### PROMPT
Set down exactly the lines below, from the one containing "Target: wire fence" through the final line, and include no others.

### Point-per-instance localization data
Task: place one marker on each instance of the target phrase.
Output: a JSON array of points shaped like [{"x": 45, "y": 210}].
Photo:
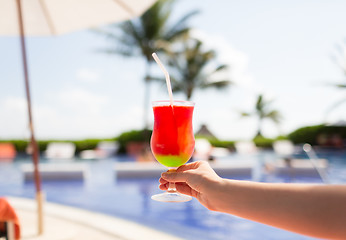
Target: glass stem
[{"x": 171, "y": 186}]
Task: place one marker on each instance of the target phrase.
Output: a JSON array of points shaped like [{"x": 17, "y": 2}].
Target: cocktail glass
[{"x": 172, "y": 141}]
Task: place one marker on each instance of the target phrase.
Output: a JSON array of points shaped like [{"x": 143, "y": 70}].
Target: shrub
[
  {"x": 263, "y": 142},
  {"x": 133, "y": 136}
]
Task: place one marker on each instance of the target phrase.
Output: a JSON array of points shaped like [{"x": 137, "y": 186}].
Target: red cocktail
[{"x": 172, "y": 140}]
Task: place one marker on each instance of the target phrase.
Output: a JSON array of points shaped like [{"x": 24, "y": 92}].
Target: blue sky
[{"x": 282, "y": 49}]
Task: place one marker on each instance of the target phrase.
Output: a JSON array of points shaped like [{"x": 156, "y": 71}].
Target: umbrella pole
[{"x": 35, "y": 153}]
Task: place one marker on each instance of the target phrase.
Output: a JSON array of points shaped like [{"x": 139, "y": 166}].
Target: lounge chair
[
  {"x": 104, "y": 149},
  {"x": 60, "y": 150},
  {"x": 9, "y": 221},
  {"x": 205, "y": 151},
  {"x": 286, "y": 164},
  {"x": 7, "y": 152},
  {"x": 56, "y": 171}
]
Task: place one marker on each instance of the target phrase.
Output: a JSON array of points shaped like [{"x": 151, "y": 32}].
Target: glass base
[{"x": 171, "y": 197}]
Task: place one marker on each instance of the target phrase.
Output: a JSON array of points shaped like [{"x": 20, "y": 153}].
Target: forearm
[{"x": 315, "y": 210}]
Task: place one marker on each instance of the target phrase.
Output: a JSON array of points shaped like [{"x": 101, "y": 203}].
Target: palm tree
[
  {"x": 262, "y": 111},
  {"x": 152, "y": 32},
  {"x": 190, "y": 68},
  {"x": 340, "y": 60}
]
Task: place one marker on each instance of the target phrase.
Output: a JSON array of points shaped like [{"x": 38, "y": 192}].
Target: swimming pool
[{"x": 130, "y": 199}]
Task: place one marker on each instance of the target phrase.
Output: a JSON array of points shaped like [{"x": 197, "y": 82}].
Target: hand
[{"x": 195, "y": 179}]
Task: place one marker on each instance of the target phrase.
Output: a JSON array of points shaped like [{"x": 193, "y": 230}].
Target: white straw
[{"x": 168, "y": 81}]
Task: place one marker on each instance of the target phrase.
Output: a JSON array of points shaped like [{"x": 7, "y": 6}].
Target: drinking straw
[{"x": 168, "y": 81}]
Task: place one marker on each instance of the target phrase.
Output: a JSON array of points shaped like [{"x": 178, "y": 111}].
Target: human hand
[{"x": 195, "y": 179}]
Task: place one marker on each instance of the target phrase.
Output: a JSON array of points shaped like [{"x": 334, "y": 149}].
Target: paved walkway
[{"x": 68, "y": 223}]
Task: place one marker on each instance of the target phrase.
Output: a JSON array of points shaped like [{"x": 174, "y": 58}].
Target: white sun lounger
[
  {"x": 154, "y": 169},
  {"x": 60, "y": 150},
  {"x": 298, "y": 167},
  {"x": 59, "y": 171}
]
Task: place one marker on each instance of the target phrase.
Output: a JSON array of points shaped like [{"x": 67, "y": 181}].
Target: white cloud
[
  {"x": 80, "y": 100},
  {"x": 87, "y": 75},
  {"x": 227, "y": 54}
]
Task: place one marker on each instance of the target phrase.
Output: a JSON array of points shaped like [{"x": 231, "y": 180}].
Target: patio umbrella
[{"x": 53, "y": 17}]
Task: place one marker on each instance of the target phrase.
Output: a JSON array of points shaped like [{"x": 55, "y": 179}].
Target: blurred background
[{"x": 290, "y": 53}]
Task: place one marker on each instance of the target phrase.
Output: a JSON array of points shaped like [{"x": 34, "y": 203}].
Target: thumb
[{"x": 175, "y": 176}]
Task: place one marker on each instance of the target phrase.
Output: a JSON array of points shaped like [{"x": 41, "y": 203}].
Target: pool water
[{"x": 130, "y": 199}]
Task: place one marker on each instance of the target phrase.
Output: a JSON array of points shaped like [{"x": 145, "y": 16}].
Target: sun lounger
[
  {"x": 298, "y": 167},
  {"x": 154, "y": 170},
  {"x": 7, "y": 152},
  {"x": 245, "y": 147},
  {"x": 58, "y": 171},
  {"x": 9, "y": 221},
  {"x": 138, "y": 169},
  {"x": 60, "y": 150},
  {"x": 104, "y": 149}
]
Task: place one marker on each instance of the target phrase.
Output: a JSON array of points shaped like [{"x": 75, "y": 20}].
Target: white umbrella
[{"x": 53, "y": 17}]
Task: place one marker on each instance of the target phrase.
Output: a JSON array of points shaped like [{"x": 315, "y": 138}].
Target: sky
[{"x": 281, "y": 49}]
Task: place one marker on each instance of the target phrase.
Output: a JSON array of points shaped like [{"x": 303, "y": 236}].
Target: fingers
[
  {"x": 189, "y": 166},
  {"x": 181, "y": 187},
  {"x": 175, "y": 176}
]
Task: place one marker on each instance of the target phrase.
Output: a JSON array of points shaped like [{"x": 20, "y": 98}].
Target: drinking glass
[{"x": 172, "y": 141}]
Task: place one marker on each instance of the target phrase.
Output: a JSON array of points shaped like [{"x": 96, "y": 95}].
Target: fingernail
[{"x": 165, "y": 175}]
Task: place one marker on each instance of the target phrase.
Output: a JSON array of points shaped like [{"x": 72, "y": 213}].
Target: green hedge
[
  {"x": 221, "y": 143},
  {"x": 81, "y": 145},
  {"x": 310, "y": 134},
  {"x": 133, "y": 136}
]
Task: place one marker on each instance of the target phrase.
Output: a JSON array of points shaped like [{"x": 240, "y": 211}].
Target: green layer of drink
[{"x": 171, "y": 160}]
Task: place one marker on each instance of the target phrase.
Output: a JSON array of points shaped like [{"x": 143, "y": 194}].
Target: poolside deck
[{"x": 68, "y": 223}]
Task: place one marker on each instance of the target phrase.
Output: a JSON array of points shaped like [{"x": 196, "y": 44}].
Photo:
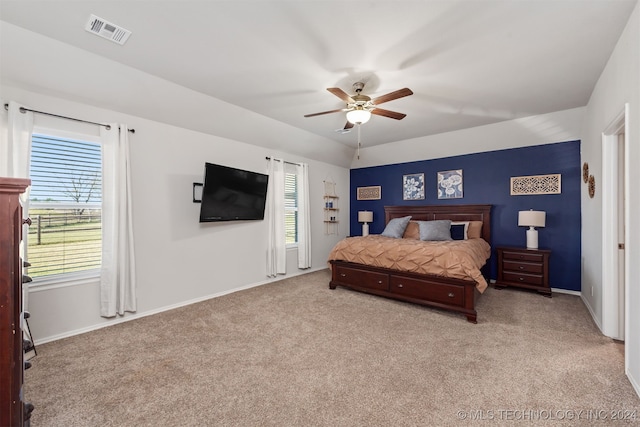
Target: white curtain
[
  {"x": 15, "y": 158},
  {"x": 117, "y": 278},
  {"x": 276, "y": 249},
  {"x": 304, "y": 223},
  {"x": 15, "y": 152}
]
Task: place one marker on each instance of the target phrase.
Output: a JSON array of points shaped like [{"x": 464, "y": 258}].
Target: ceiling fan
[{"x": 360, "y": 107}]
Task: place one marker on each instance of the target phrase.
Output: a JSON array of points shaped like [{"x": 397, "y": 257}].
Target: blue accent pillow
[
  {"x": 435, "y": 230},
  {"x": 395, "y": 228},
  {"x": 457, "y": 231}
]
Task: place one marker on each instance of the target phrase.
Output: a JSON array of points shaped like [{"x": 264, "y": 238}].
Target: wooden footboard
[{"x": 434, "y": 291}]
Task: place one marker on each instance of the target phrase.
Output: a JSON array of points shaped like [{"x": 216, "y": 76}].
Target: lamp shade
[
  {"x": 365, "y": 216},
  {"x": 358, "y": 116},
  {"x": 531, "y": 218}
]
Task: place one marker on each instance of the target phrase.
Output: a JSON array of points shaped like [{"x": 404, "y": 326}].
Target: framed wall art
[
  {"x": 413, "y": 186},
  {"x": 450, "y": 185}
]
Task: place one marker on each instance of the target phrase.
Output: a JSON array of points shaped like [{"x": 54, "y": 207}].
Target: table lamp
[{"x": 365, "y": 217}]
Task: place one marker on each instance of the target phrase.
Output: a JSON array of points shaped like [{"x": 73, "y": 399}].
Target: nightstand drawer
[
  {"x": 525, "y": 267},
  {"x": 522, "y": 256},
  {"x": 529, "y": 279}
]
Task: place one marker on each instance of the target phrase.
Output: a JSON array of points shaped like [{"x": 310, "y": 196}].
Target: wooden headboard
[{"x": 452, "y": 212}]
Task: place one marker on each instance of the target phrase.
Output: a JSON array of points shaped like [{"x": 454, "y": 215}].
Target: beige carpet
[{"x": 295, "y": 353}]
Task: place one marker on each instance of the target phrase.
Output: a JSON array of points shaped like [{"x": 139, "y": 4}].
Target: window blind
[
  {"x": 291, "y": 208},
  {"x": 64, "y": 206}
]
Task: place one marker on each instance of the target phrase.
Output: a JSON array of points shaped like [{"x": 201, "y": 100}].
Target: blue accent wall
[{"x": 486, "y": 178}]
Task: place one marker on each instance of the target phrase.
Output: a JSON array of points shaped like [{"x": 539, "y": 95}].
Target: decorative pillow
[
  {"x": 412, "y": 231},
  {"x": 395, "y": 228},
  {"x": 459, "y": 230},
  {"x": 435, "y": 230},
  {"x": 475, "y": 230}
]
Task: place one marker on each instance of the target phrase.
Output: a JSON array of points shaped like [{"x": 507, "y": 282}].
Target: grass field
[{"x": 61, "y": 241}]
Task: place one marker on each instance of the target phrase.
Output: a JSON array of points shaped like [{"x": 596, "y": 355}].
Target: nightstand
[{"x": 524, "y": 268}]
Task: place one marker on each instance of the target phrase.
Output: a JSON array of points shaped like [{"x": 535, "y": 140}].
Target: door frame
[{"x": 611, "y": 309}]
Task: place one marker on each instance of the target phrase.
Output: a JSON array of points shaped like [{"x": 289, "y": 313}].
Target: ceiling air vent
[{"x": 107, "y": 30}]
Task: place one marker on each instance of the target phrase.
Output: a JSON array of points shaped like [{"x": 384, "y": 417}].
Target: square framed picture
[
  {"x": 450, "y": 184},
  {"x": 413, "y": 186}
]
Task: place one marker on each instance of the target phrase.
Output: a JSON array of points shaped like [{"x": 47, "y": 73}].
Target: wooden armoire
[{"x": 12, "y": 406}]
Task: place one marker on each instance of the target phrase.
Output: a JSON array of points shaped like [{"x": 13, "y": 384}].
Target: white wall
[
  {"x": 549, "y": 128},
  {"x": 618, "y": 84},
  {"x": 178, "y": 260}
]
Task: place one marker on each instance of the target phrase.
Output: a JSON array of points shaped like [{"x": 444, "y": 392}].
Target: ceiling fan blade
[
  {"x": 387, "y": 113},
  {"x": 341, "y": 94},
  {"x": 400, "y": 93},
  {"x": 325, "y": 112}
]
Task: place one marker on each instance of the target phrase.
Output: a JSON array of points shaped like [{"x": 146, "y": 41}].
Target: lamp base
[{"x": 532, "y": 238}]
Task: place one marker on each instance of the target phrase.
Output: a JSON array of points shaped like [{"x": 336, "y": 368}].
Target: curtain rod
[
  {"x": 24, "y": 110},
  {"x": 277, "y": 160}
]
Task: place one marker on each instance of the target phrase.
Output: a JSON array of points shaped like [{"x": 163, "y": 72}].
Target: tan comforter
[{"x": 461, "y": 259}]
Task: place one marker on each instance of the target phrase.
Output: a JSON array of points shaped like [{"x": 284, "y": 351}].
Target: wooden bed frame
[{"x": 435, "y": 291}]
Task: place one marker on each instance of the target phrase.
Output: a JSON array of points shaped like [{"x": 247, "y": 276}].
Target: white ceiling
[{"x": 469, "y": 63}]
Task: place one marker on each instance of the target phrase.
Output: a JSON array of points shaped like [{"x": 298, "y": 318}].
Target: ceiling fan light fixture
[{"x": 358, "y": 116}]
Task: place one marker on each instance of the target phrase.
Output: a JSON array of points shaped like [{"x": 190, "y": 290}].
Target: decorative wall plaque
[
  {"x": 369, "y": 193},
  {"x": 536, "y": 184}
]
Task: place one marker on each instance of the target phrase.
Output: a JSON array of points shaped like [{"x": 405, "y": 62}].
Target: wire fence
[{"x": 64, "y": 240}]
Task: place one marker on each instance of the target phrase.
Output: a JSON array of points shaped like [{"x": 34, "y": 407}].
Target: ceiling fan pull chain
[{"x": 358, "y": 140}]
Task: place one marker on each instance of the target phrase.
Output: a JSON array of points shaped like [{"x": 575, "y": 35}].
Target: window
[
  {"x": 65, "y": 207},
  {"x": 291, "y": 208}
]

### OUTPUT FOR THIS TASK
Target: wire fence
[{"x": 64, "y": 240}]
Task: place one marker on each instance of the target phrase.
Output: a JSON array of points shaped like [{"x": 34, "y": 407}].
Target: ceiling fan pull chain
[{"x": 358, "y": 140}]
Task: place one marker on each instance of the target phrase.
Output: a JSON array of points shaped like [{"x": 575, "y": 35}].
Target: window
[
  {"x": 65, "y": 207},
  {"x": 291, "y": 208}
]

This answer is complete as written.